> _Problem description_:
Rewrite the workplace accommodations text starting with "Examples of Reasonable" and going on through "the employee to the DRC.", replacing "Sample Scenarios" with "Example Situations".

> _Selected passage_:
=== Section Start ===

The DRC partners with supervisors to create accessible workplace environments and implement reasonable accommodations for employees. The Workplace Access staff is available to consult with supervisors about how to create work environments that are accessible and inclusive for a diverse range of employees, making it less necessary to implement accommodations on an individual basis.


What is a Reasonable Accommodation?

A reasonable accommodation is a change to an application process, work environment, or the way work is customarily performed that enables a disabled or pregnant employee to enjoy equal access.

Interactive Process for Exploring Accommodations:

If an employee suggests that she may need a change to a work environment or the way work is performed because of a medical condition, pregnancy, or disability, and this is not a request that you would normally approve as part of your usual department practice, the employee should be referred to the DRC. The employee is not required to use the words “reasonable accommodation."  Please do not deny any potential requests for accommodation before the DRC has an opportunity to thoroughly evaluate the request(s) and possible alternatives.

If an employee requests reasonable accommodation(s) through the DRC, a member of the Workplace Access staff will contact you to discuss the request. The Workplace Access staff member may request a copy of the employee’s job description and ask you questions about the employee’s duties and responsibilities, including the frequency with which particular tasks are performed. The DRC greatly appreciates your prompt response and partnership throughout this process.

Based on the information gathered from the employee, supervisor, and other individuals as appropriate, the DRC will make a determination about whether the accommodation requested is reasonable and will communicate its determination in writing to the employee and supervisor.

Examples of Reasonable Accommodations:

Sample Scenarios:

The following statements could be requests for accommodation. In these types of situations, please contact the DRC for consultation and/or refer the employee to the DRC.

  • “I have exhausted all of my FML, but my doctor has not released me to return to work. I need an additional month of leave.”
  • “My doctor has released me to return to work after my shoulder surgery, but I’m unable to lift 20 pounds for the next six weeks.”
  • “I recently started using hearing aids, but I am still having trouble hearing sometimes when I am using my office phone.”
  • “I’m having a hard time making it across campus for meetings because of my arthritis.”
  • “Because of some health issues, I’d like to be able to work from home once a week.”

As noted above, if it is part of your department’s typical practice to approve certain types of requests (e.g., to work remotely, receive additional leave, or receive light duty), you may approve these types of requests without referring an employee to the DRC.  However, please do not request or review employee medical documentation and before denying such a request, the employee should be referred to the DRC for consultation.

=== Section End ===

> _Information provided_:
=== Section Start ===

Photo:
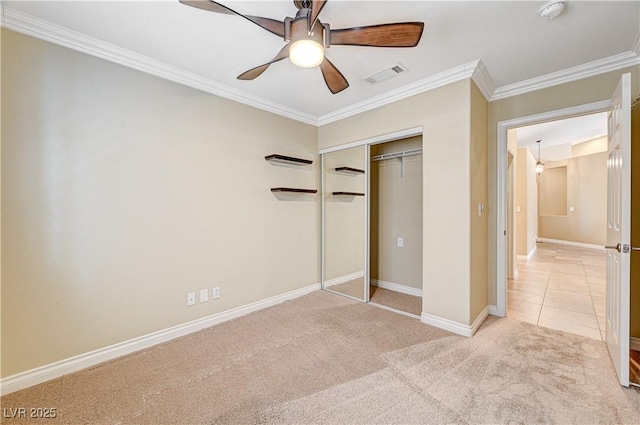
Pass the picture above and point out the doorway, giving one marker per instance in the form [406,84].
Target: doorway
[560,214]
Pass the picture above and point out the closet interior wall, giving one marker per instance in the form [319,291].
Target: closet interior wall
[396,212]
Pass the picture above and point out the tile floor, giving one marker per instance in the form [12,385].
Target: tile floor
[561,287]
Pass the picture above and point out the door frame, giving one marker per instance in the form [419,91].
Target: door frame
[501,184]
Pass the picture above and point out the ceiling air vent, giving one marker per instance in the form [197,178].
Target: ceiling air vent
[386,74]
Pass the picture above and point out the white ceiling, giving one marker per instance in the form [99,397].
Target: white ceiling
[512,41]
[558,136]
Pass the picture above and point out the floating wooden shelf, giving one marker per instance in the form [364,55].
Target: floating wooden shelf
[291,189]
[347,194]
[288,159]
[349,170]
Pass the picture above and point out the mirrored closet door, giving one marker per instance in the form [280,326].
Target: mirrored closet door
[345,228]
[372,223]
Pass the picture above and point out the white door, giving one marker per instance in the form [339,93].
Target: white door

=== Section End ===

> _Response box_:
Examples of Reasonable Accommodations:

Example Situations:

The following statements could be requests for accommodation. In these types of situations, please contact the DRC for consultation and/or refer the employee to the DRC.